DATA FOR THIS EXERCISE:
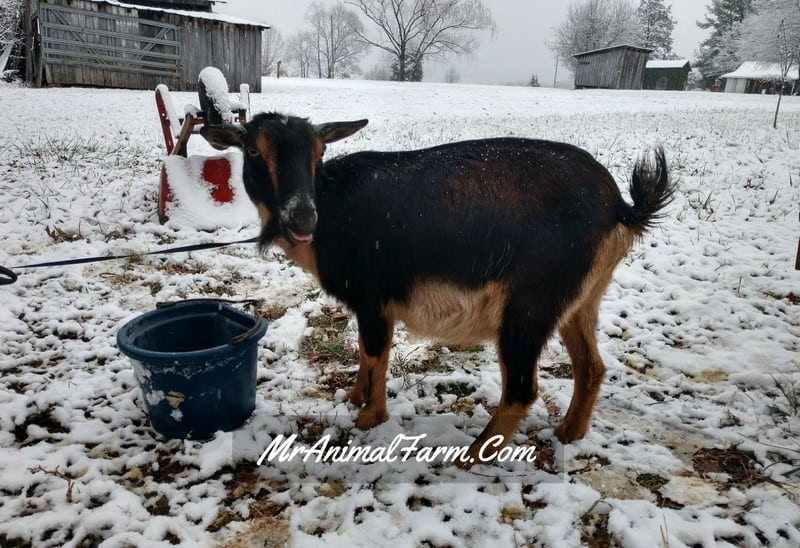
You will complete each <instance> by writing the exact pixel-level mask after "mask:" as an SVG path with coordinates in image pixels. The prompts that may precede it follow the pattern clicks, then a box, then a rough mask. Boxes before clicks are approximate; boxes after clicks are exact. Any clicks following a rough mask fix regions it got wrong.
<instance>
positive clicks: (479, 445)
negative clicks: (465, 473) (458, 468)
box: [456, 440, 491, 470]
---
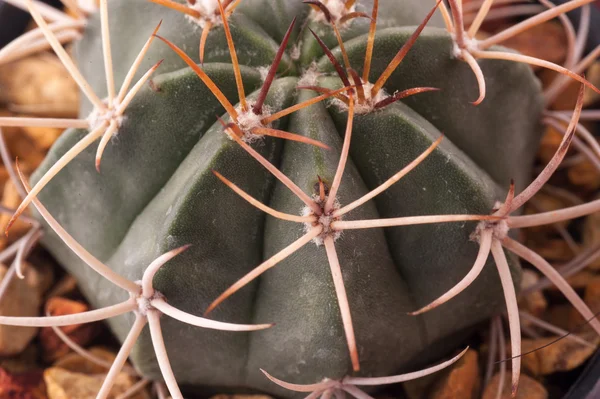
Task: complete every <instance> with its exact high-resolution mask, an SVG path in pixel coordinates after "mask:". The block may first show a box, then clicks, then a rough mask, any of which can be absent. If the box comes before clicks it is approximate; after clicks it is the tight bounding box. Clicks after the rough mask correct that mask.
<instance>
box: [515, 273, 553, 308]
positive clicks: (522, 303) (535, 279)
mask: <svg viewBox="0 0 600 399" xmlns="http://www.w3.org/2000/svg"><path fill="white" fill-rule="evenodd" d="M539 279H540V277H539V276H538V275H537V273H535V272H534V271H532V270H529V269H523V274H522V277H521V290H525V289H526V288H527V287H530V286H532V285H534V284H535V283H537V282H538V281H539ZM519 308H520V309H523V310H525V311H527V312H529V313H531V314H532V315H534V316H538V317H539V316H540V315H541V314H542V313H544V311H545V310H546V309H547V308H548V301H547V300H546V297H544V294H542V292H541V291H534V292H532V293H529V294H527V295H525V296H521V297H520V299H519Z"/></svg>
...
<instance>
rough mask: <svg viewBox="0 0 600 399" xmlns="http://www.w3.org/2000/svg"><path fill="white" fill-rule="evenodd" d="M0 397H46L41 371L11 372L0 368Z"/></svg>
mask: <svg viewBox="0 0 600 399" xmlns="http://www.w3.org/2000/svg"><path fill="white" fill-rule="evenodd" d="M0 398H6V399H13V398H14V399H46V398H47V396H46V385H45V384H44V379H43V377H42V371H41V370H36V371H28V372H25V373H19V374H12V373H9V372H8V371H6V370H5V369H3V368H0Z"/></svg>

DIRECTIONS:
Give the lines of data above, starting at the line containing "You will complete" and ending at the line containing "box: [456, 440, 491, 470]", as a numbered list, omitting any blank lines.

ANSWER TO THIS TASK:
1. You will complete each <instance> by writing the exact pixel-level mask after "mask:" as an SVG path with coordinates in image pixels. The prompts that may precede it follow the pattern clicks, then a box, then a rough mask. Boxes before clicks are approximate; boxes after clicks are exact. Any clicks following a rough mask fix regions it got wrong.
2. <instance>
3. positive clicks: (479, 445)
4. negative clicks: (465, 473) (458, 468)
5. box: [456, 440, 491, 470]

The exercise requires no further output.